■ **Text provided**:
Thursday, March 1, 2007

March Came in Like A Lion!

Highly appropriate, I suppose. Overnight, the worst blizzard in 10 years hit the Omaha area. We got about 12” overnight and through this afternoon. But the falling snow wasn’t the bad thing…the blowing of it was. While it may have snowed a foot, we had to battle our way through 3 foot high drifts in places. And there was a lovely layer of crystal clear ice under it all. It was enough to cancel everything in the region today and tomorrow and close even the interstate highways. Pictured at left is the view outside the window of the hospital lab at about 8 am this morning. By then, we had only gotten about half of what we finally got, but you can appreciate the blowing nature of it.

And the zoo was closed as well, or the guest service portions of it, anyway. Naturally, all of the keepers and other people who work with the animals came in, and that includes the vets! Many in the animal caretaking staff actually like days like today. The HDZ is open 362 days a year (only closed on Thanksgiving Day, Christmas Day, and New Years Day), so there are essentially always visitors. Days like today give them the opportunity to catch up on a lot of things, particularly exhibit maintenance-wise. Everything can get an especially good cleaning, repairs can be made and systems updated. So while the zoo was closed to the public, it was busy inside! And you can contrast the picture of the outside above with the inside of the jungle to the right. No blizzard worries in here!

Our day was spent mostly dealing with some animals from the jungle area. First we took a look at a Tiger Ratsnake who hasn’t been acting normally. The keepers working with their charges know the normal habits and behaviors of their creatures and any change in either of these is noticed. This particular snake simply was not as bright and active as he usually was, so they asked if we could come and take a look at him. He was quite an impressive fellow as you can see from the pictures (unfortunately the one of his head got blurry, and I missed his head on the other, but you can see how beautiful he is!). He was about 7 feet long!

Next we took a look at a little iguana (I forgot the actual species at present!). She had sustained a severe injury to her left front leg several weeks ago when she was attacked by another iguana, and we were just taking a look at her progress. As you can tell (because it is not very impressive) it looks fantastic! She has a little bit of scarring on that leg as well as some residual inflammation, but there are no open wounds and she has full use and range of motion in the limb. And behind her, you can also see her breakfast in her cage. Looks pretty tasty!

Stored data
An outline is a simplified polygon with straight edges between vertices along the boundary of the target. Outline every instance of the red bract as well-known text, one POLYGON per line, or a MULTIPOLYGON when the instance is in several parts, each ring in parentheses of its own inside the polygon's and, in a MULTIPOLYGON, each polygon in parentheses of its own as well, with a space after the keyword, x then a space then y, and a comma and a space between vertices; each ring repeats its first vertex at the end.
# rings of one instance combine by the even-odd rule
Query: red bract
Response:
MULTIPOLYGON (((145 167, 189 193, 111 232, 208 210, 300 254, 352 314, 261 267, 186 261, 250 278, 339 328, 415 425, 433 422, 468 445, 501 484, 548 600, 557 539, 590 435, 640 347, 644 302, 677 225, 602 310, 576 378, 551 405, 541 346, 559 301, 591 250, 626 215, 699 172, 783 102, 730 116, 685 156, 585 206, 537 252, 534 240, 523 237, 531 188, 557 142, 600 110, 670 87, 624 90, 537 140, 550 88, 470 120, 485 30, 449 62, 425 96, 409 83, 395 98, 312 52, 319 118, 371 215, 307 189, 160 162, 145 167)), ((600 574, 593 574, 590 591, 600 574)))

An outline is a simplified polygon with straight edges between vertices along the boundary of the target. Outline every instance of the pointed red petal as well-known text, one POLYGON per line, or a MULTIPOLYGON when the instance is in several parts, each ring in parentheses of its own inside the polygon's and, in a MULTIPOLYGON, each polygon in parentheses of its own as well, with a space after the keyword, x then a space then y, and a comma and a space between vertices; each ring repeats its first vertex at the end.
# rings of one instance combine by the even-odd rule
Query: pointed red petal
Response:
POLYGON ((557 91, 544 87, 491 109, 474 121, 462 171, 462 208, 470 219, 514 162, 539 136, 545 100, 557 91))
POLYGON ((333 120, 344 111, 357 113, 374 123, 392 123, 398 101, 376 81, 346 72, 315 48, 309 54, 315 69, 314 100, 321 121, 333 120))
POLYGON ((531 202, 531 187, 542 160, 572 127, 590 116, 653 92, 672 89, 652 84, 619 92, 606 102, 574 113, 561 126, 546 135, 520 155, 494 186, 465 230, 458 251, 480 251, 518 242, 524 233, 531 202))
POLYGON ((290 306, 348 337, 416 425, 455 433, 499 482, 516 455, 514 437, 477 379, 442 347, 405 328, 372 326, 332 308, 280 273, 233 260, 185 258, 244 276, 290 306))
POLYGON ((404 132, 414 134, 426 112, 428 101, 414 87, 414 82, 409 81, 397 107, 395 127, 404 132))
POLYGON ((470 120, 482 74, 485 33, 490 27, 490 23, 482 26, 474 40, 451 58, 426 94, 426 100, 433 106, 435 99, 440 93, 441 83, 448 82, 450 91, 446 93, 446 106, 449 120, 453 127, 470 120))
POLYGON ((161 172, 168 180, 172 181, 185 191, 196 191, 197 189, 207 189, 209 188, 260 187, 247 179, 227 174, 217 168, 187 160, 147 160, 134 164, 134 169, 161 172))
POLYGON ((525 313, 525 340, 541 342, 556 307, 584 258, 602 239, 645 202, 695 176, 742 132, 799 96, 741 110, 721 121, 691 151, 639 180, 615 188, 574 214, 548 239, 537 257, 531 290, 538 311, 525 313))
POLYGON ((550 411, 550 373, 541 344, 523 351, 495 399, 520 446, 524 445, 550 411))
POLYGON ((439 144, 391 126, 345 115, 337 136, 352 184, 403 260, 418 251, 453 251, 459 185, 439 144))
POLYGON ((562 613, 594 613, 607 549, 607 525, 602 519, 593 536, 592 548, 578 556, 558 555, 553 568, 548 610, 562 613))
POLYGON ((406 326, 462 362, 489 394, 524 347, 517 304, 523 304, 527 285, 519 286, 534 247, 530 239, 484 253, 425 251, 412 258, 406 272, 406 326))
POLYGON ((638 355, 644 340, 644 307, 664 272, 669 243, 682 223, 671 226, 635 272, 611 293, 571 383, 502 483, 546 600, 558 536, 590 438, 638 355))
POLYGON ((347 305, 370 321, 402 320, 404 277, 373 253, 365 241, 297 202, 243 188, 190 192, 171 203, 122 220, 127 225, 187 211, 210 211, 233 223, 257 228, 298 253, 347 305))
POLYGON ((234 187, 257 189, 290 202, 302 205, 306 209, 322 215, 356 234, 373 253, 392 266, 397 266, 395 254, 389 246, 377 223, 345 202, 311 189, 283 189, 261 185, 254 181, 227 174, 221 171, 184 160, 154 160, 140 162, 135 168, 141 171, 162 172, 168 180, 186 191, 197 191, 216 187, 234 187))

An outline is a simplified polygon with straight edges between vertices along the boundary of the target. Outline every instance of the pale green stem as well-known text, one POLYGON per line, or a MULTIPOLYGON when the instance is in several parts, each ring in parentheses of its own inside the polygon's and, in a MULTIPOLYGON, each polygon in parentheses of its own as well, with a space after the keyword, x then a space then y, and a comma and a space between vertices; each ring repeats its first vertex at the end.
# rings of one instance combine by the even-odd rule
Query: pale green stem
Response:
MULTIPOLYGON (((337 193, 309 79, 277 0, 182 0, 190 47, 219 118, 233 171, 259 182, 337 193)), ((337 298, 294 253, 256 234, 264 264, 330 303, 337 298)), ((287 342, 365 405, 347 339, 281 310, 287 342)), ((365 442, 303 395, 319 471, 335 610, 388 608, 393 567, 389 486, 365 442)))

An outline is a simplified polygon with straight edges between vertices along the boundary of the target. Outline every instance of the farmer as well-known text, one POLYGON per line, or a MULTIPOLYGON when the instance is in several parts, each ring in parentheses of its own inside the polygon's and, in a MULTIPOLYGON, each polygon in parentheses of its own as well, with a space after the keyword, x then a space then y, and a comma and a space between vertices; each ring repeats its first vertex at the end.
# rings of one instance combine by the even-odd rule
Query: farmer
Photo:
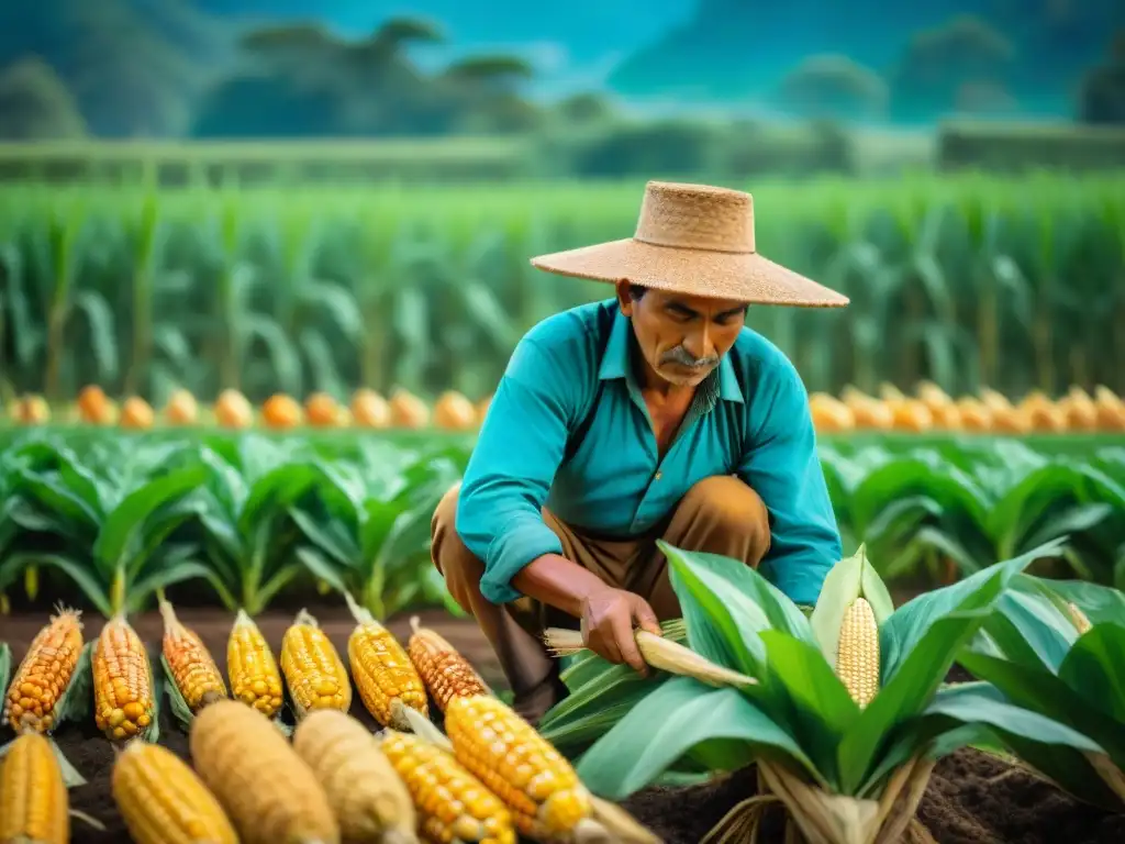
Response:
POLYGON ((649 182, 633 237, 531 263, 616 296, 516 345, 432 554, 534 724, 566 694, 546 627, 646 672, 634 628, 681 614, 657 539, 816 602, 842 548, 808 394, 745 318, 848 299, 759 255, 752 197, 706 186, 649 182))

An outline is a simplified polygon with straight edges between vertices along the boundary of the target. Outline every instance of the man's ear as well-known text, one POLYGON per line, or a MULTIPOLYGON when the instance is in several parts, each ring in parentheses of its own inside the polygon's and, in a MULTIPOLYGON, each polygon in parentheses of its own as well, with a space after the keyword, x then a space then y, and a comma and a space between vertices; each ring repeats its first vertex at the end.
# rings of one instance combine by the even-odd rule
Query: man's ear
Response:
POLYGON ((632 296, 629 295, 629 280, 623 278, 618 281, 616 291, 618 305, 621 308, 621 313, 626 316, 632 316, 633 299, 632 296))

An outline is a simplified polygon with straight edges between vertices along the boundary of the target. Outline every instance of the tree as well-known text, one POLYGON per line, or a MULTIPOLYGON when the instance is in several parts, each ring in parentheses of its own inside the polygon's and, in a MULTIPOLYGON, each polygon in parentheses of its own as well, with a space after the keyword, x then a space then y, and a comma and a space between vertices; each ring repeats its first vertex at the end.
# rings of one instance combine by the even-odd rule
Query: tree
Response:
POLYGON ((1125 29, 1114 36, 1109 60, 1082 81, 1078 113, 1083 123, 1125 124, 1125 29))
POLYGON ((58 74, 42 59, 24 59, 0 72, 0 138, 79 137, 86 123, 58 74))
POLYGON ((886 107, 886 83, 872 70, 838 54, 806 59, 782 80, 782 106, 807 117, 876 117, 886 107))
POLYGON ((966 87, 1006 90, 1015 55, 1011 42, 970 15, 917 33, 891 75, 891 114, 928 122, 956 109, 966 87))

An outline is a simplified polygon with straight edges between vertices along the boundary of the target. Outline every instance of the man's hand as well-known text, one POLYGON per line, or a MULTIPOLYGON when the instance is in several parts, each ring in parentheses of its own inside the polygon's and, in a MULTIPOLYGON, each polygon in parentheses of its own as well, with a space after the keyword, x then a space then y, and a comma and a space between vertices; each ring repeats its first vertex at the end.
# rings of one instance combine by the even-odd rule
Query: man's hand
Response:
POLYGON ((656 613, 640 595, 623 589, 593 592, 582 602, 583 644, 611 663, 628 663, 641 676, 648 676, 648 663, 637 648, 634 623, 642 630, 663 636, 656 613))

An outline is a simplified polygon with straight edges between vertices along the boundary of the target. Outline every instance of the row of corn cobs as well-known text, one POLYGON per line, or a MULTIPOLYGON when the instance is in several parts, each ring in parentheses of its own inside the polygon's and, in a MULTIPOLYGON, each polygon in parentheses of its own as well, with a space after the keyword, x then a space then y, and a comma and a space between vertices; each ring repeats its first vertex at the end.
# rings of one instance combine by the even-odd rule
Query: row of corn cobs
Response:
MULTIPOLYGON (((434 427, 449 431, 469 431, 480 424, 489 399, 474 404, 457 390, 442 393, 433 406, 407 389, 395 389, 384 397, 374 389, 357 389, 348 404, 338 402, 327 393, 313 393, 304 403, 290 395, 277 393, 261 407, 255 408, 236 389, 224 389, 210 407, 200 407, 196 397, 186 389, 177 389, 164 407, 155 411, 144 398, 128 396, 118 403, 105 390, 90 385, 83 387, 72 407, 63 411, 62 422, 89 425, 119 425, 146 430, 159 424, 199 425, 214 424, 228 429, 258 425, 276 430, 310 428, 374 428, 422 429, 434 427)), ((11 404, 9 419, 22 425, 48 424, 54 416, 46 399, 27 395, 11 404)))
POLYGON ((953 398, 930 381, 906 395, 890 384, 871 396, 846 387, 837 398, 827 393, 809 396, 813 427, 824 433, 845 431, 965 431, 971 433, 1028 434, 1125 432, 1125 401, 1108 387, 1090 395, 1071 387, 1061 398, 1041 390, 1011 402, 994 389, 979 396, 953 398))
MULTIPOLYGON (((138 844, 514 844, 518 834, 577 842, 604 833, 595 819, 604 805, 452 645, 414 620, 403 648, 349 607, 357 626, 348 661, 378 734, 348 715, 348 670, 308 613, 287 629, 280 659, 238 614, 227 646, 232 699, 201 639, 161 601, 162 657, 192 713, 192 765, 148 739, 155 704, 140 637, 124 618, 105 626, 91 657, 96 718, 122 748, 112 792, 138 844), (276 719, 282 677, 297 720, 291 742, 276 719), (446 734, 429 722, 428 692, 446 734)), ((66 784, 44 734, 82 648, 79 614, 58 612, 8 689, 3 717, 18 737, 0 769, 0 841, 69 841, 66 784)), ((618 824, 611 841, 656 841, 620 810, 609 817, 618 824)))

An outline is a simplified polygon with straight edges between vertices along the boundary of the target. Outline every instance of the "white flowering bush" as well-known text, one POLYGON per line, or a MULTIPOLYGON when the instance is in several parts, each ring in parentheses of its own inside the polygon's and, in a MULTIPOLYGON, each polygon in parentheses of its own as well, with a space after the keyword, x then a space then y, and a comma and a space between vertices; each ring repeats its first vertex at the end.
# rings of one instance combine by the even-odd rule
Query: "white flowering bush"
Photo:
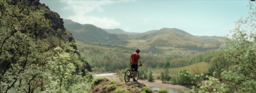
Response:
POLYGON ((180 71, 177 77, 172 78, 172 84, 179 84, 184 85, 196 85, 203 80, 203 74, 191 75, 188 70, 184 69, 180 71))
POLYGON ((221 83, 218 79, 214 77, 208 76, 209 80, 198 83, 193 86, 191 89, 183 90, 185 92, 227 92, 229 90, 228 85, 221 83))

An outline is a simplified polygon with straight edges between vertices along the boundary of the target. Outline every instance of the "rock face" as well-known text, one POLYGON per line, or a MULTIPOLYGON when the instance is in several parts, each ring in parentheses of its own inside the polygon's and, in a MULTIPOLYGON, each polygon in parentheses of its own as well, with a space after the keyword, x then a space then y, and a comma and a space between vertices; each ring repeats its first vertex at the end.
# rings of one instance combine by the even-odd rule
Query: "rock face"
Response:
MULTIPOLYGON (((16 1, 17 0, 13 0, 13 2, 15 3, 16 1)), ((45 18, 49 20, 49 23, 51 25, 50 27, 38 32, 38 33, 36 33, 35 36, 37 39, 48 42, 48 43, 49 43, 49 50, 53 49, 57 46, 59 46, 59 44, 58 44, 58 43, 56 43, 56 40, 58 38, 61 39, 62 43, 75 41, 72 34, 64 27, 63 19, 60 18, 59 14, 51 11, 48 6, 44 4, 41 4, 39 2, 39 0, 22 0, 22 2, 24 5, 28 5, 29 7, 33 10, 43 13, 45 18), (60 31, 58 32, 57 31, 60 31)), ((15 3, 13 4, 15 4, 15 3)), ((77 54, 80 56, 80 54, 77 51, 77 46, 72 45, 72 47, 76 50, 74 53, 77 54)), ((85 69, 92 71, 92 68, 88 62, 84 61, 83 61, 84 64, 83 66, 83 68, 80 68, 80 69, 83 73, 83 75, 85 75, 85 69)))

■ **Activity list**:
1. Answer these questions about the blog post on the Omaha blizzard:
(a) About how much snow fell overnight and through the afternoon?
(b) On which three days is the HDZ closed?
(c) About how long was the Tiger Ratsnake?
2. Pick up the blog post about the Omaha blizzard after its last sentence and continue it.

■ **Answers to the problems**:
1.
(a) About 12 inches.
(b) Thanksgiving Day, Christmas Day, and New Years Day.
(c) About 7 feet long.

2.
The next patient was a 19 year old clouded leopard by the name of Marv. His keepers were concerned because he had started licking at a small wound on his right hip (as cats are particularly wont to do) and was making it worse. The decision was made to go ahead and anesthetize him so that a surgical debridment and repair of the area could be done to hopefully fix the problem. While he was under, we went ahead and did his yearly physical. Not only did he get his injury taken care of, he got his teeth cleaned, he was brought up-to-date on his vaccinations, some blood was drawn for analysis and banking, and he got a complete physical. The first picture shows Dr. Napier and the keeper working on him. You can see how long and beautiful his tail is! The other picture shows one of the techs getting ready to draw blood. I got to draw blood on him as well (and got some!) as well as help with the cleaning and suturing of the wound and some of the other physical procedures. He is a very neat cat!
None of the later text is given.